----- EXTRACTED TEXT
Another obstacle is that only the first occurrence has ruby usually. Then, 智子ともこ and 智子 will be read aloud differently.

Very interesting. Forgive all my questions. Should we try to make it so that the repeated texts are discovered and announced the same as the other?

In this case, 智子 should be read aloud always the same. Some people argue that TTS engines should keep track of base and ruby. I am not sure if this is the right approach. I mentioned this topic briefly in the new issue mentioned above.

I think that PLS works much better than ruby for difficult proper nouns or human names.

What is PLS?

Pronunciation Lexicon Specification (PLS) is usable from EPUB content documents. (See EPUB 3 Text-to-Speech Enhancements 1.0). It is used by at least one Japanese company for digital textbooks. I think that PLS is particularly useful for human names.

Passing both without double reading is also very nice, if future APIs allow that.

This is already happening in Chrome.

Passing ruby without ruby base text to the TTS engine is not a good choice.

I'm really suggesting we continue to pass both, but provide the TTS engine with the correct hint of what to read by default, and make the other available via the API.

Interesting. Do TTS engines have access to the accessibility tree?

murata2makoto commented 2 years ago

Can we say that reading aloud ruby only is not a good idea and close this issue? Or, should we explicitly say so in the note?

aleventhal commented 2 years ago

Interesting. Do TTS engines have access to the accessibility tree?

The screen reader which drives TTS has access to the AX tree. DAISY readers probably read via the DOM, so they could also have access via the markup.
----------
----- PROVIDED RECORDS
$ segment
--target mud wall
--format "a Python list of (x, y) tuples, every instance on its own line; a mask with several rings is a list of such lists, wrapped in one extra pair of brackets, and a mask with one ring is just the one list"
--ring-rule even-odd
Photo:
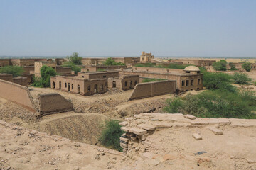
[(166, 80), (138, 84), (135, 86), (129, 100), (174, 94), (176, 89), (176, 81)]
[(35, 112), (29, 90), (26, 86), (0, 80), (0, 96)]
[(73, 110), (73, 103), (59, 94), (47, 94), (39, 96), (41, 115)]

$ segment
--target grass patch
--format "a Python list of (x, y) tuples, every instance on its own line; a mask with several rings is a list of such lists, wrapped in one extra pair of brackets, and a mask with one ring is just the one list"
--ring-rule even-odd
[(119, 122), (110, 120), (105, 121), (104, 129), (99, 138), (100, 143), (108, 148), (122, 151), (120, 147), (120, 137), (124, 132), (121, 130)]

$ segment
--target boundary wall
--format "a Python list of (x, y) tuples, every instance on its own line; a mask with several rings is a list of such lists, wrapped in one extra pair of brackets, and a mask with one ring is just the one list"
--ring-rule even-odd
[(39, 105), (41, 115), (73, 110), (73, 103), (57, 93), (40, 95)]
[(0, 79), (0, 96), (36, 112), (32, 97), (26, 86)]
[(174, 94), (176, 90), (176, 81), (174, 80), (141, 83), (135, 86), (129, 100)]

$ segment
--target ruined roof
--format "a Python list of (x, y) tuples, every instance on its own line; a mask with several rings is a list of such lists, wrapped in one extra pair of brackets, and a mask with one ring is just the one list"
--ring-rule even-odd
[(196, 66), (188, 66), (184, 69), (184, 71), (188, 72), (198, 72), (200, 71), (199, 68)]

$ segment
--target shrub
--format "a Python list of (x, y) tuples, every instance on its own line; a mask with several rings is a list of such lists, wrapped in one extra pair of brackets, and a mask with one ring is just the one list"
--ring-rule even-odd
[(75, 65), (82, 64), (82, 57), (78, 56), (78, 52), (73, 52), (71, 56), (67, 56), (69, 62), (73, 62)]
[(214, 62), (213, 64), (213, 69), (217, 71), (226, 71), (227, 70), (227, 62), (225, 60), (220, 60), (220, 61)]
[(246, 72), (250, 72), (251, 70), (251, 64), (250, 62), (245, 62), (242, 64), (242, 67), (245, 69)]
[(251, 113), (256, 110), (255, 95), (250, 92), (233, 93), (210, 90), (185, 98), (168, 99), (164, 110), (181, 113), (201, 118), (256, 118)]
[(164, 79), (150, 79), (150, 78), (146, 78), (144, 79), (142, 82), (143, 83), (146, 83), (146, 82), (153, 82), (153, 81), (163, 81)]
[(55, 76), (56, 72), (52, 67), (48, 66), (43, 66), (40, 69), (40, 78), (35, 78), (33, 79), (33, 86), (36, 87), (50, 87), (50, 76)]
[(72, 62), (66, 62), (64, 63), (63, 67), (70, 67), (71, 68), (72, 71), (75, 71), (75, 73), (78, 73), (79, 72), (81, 72), (81, 67), (79, 66), (75, 65)]
[(105, 147), (122, 151), (119, 138), (124, 132), (121, 130), (121, 126), (119, 123), (119, 121), (114, 120), (105, 121), (104, 130), (101, 133), (99, 140)]
[(231, 85), (233, 76), (225, 73), (203, 73), (203, 85), (208, 89), (222, 89), (235, 91), (235, 86)]
[(19, 66), (4, 66), (0, 67), (0, 73), (11, 74), (13, 77), (21, 76), (23, 72), (23, 69)]
[(233, 79), (235, 84), (249, 84), (252, 79), (249, 78), (248, 75), (245, 73), (234, 73)]
[(103, 62), (105, 65), (125, 65), (124, 63), (121, 62), (116, 62), (112, 58), (107, 58), (105, 62)]

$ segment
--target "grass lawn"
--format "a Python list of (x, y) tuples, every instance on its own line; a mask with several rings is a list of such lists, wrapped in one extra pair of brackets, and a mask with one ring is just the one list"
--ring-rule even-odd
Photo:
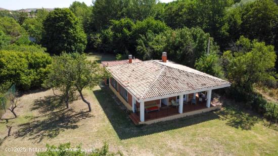
[[(111, 60), (113, 56), (90, 54), (90, 60)], [(19, 115), (10, 120), (12, 136), (0, 146), (0, 155), (29, 155), (8, 152), (6, 147), (44, 147), (46, 143), (70, 142), (85, 148), (107, 142), (111, 150), (125, 155), (278, 155), (278, 131), (268, 128), (257, 116), (240, 111), (225, 99), (221, 111), (150, 125), (135, 126), (122, 104), (107, 87), (84, 91), (92, 112), (78, 99), (65, 109), (51, 90), (33, 90), (21, 97)], [(5, 117), (12, 117), (7, 113)], [(7, 133), (0, 123), (0, 137)]]

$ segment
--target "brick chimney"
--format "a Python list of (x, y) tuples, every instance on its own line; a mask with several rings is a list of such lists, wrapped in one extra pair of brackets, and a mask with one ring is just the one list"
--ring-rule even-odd
[(128, 55), (128, 63), (132, 63), (132, 55)]
[(167, 53), (162, 52), (162, 62), (167, 62)]

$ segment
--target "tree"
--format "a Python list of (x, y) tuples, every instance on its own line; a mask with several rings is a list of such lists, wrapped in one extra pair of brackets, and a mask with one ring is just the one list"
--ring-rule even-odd
[(113, 32), (111, 43), (116, 53), (124, 54), (131, 49), (130, 37), (134, 23), (129, 19), (122, 19), (118, 21), (111, 20), (110, 29)]
[(219, 57), (216, 54), (205, 54), (196, 61), (195, 67), (201, 72), (223, 78), (224, 75)]
[(173, 28), (199, 27), (221, 42), (223, 17), (233, 4), (233, 0), (174, 1), (165, 7), (165, 21)]
[(84, 2), (75, 1), (69, 8), (75, 16), (80, 21), (85, 33), (88, 34), (91, 31), (91, 14), (92, 7), (87, 6)]
[(90, 103), (85, 98), (82, 91), (86, 87), (93, 88), (99, 84), (105, 77), (105, 71), (97, 62), (87, 60), (84, 54), (74, 54), (73, 57), (74, 62), (72, 64), (72, 79), (82, 100), (87, 105), (88, 112), (91, 112)]
[(71, 54), (63, 53), (60, 56), (55, 56), (50, 67), (50, 73), (43, 82), (47, 88), (58, 89), (62, 92), (59, 96), (64, 100), (67, 108), (69, 108), (69, 101), (74, 95), (75, 88), (72, 78), (72, 65), (73, 59)]
[(22, 24), (22, 27), (26, 30), (30, 36), (35, 38), (35, 42), (40, 44), (43, 31), (42, 23), (49, 12), (42, 8), (37, 9), (36, 12), (35, 17), (26, 19)]
[[(185, 27), (169, 30), (155, 36), (149, 34), (147, 37), (149, 41), (140, 46), (142, 56), (146, 53), (149, 59), (160, 59), (161, 53), (167, 51), (169, 60), (193, 68), (196, 61), (206, 53), (210, 36), (200, 28)], [(210, 38), (211, 53), (218, 53), (218, 46)]]
[(226, 77), (240, 90), (252, 91), (255, 83), (271, 78), (276, 56), (273, 45), (241, 36), (223, 55)]
[(131, 0), (125, 14), (134, 21), (142, 21), (149, 17), (155, 17), (161, 11), (157, 7), (157, 0)]
[(0, 50), (0, 85), (16, 83), (20, 89), (25, 90), (40, 87), (52, 62), (49, 54), (35, 51), (20, 51), (10, 48)]
[(0, 30), (0, 49), (10, 44), (10, 38)]
[(108, 144), (104, 143), (104, 145), (101, 148), (94, 149), (93, 151), (85, 152), (81, 150), (77, 150), (76, 151), (65, 150), (65, 149), (82, 149), (81, 145), (78, 145), (76, 147), (72, 147), (70, 143), (68, 142), (64, 144), (60, 144), (58, 146), (55, 145), (50, 145), (47, 144), (47, 148), (48, 149), (59, 149), (59, 150), (49, 150), (48, 151), (41, 151), (36, 153), (37, 156), (103, 156), (103, 155), (123, 155), (122, 152), (120, 151), (114, 153), (109, 151)]
[(278, 47), (278, 6), (273, 1), (254, 1), (231, 8), (224, 21), (222, 31), (225, 33), (225, 46), (244, 35)]
[(111, 20), (118, 20), (124, 17), (125, 10), (130, 0), (94, 0), (92, 22), (96, 31), (108, 28)]
[(49, 53), (82, 53), (86, 47), (86, 34), (68, 9), (56, 8), (51, 12), (43, 22), (43, 28), (41, 42)]
[(18, 98), (16, 95), (16, 94), (9, 92), (6, 96), (7, 99), (11, 102), (11, 106), (10, 108), (8, 108), (9, 110), (15, 116), (15, 118), (17, 118), (17, 116), (15, 112), (15, 109), (18, 106), (19, 101)]
[(25, 12), (20, 12), (17, 17), (17, 21), (19, 24), (22, 25), (24, 21), (28, 18), (28, 13)]

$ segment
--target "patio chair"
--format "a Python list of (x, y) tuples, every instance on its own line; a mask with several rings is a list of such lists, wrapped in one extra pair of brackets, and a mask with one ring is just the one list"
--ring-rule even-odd
[(202, 98), (202, 97), (199, 97), (199, 101), (203, 101), (203, 98)]
[(172, 99), (171, 100), (171, 103), (172, 103), (172, 106), (173, 107), (178, 107), (178, 103), (175, 101), (174, 101), (173, 99)]
[(196, 99), (194, 99), (194, 98), (192, 98), (191, 99), (191, 105), (196, 105)]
----------
WHAT YOU NEED TO DO »
Write what comes next in the discussion above about reading ruby text aloud with text-to-speech, continuing from its last sentence.

THE ANSWER »
1) We could give API consumers both pieces of text with a hint of what to read, if we have it. The default could be to read the base text only. The hint rules could be to read the base, the ruby text, or both. 2) The browser or screen reader could apply the same hint rule to other instances of the same ruby base text within that document.

I think we can say reading aloud the ruby text instead of the base text by default is a bad idea. However, it may become a good idea if there is a markup hint to do so, or a reasonably successful heuristic developed that indicates it should be done. What do you think?

murata2makoto commented 2 years ago

Interesting. Do TTS engines have access to the accessibility tree?

The screen reader which drives TTS has access to the AX tree. DAISY readers probably read via the DOM, so they could also have access via the markup.

Thanks. I guess that we shouldn't think too much about those screen readers which have access to text and nothing else.

  1. We could give API consumers both pieces of text with a hint of what to read, if we have it. The default could be to read the base text only. The hint rules could be to read the base, the ruby text, or both.
  2. The browser or screen reader could apply the same hint rule to other instances of the same ruby base text within that document.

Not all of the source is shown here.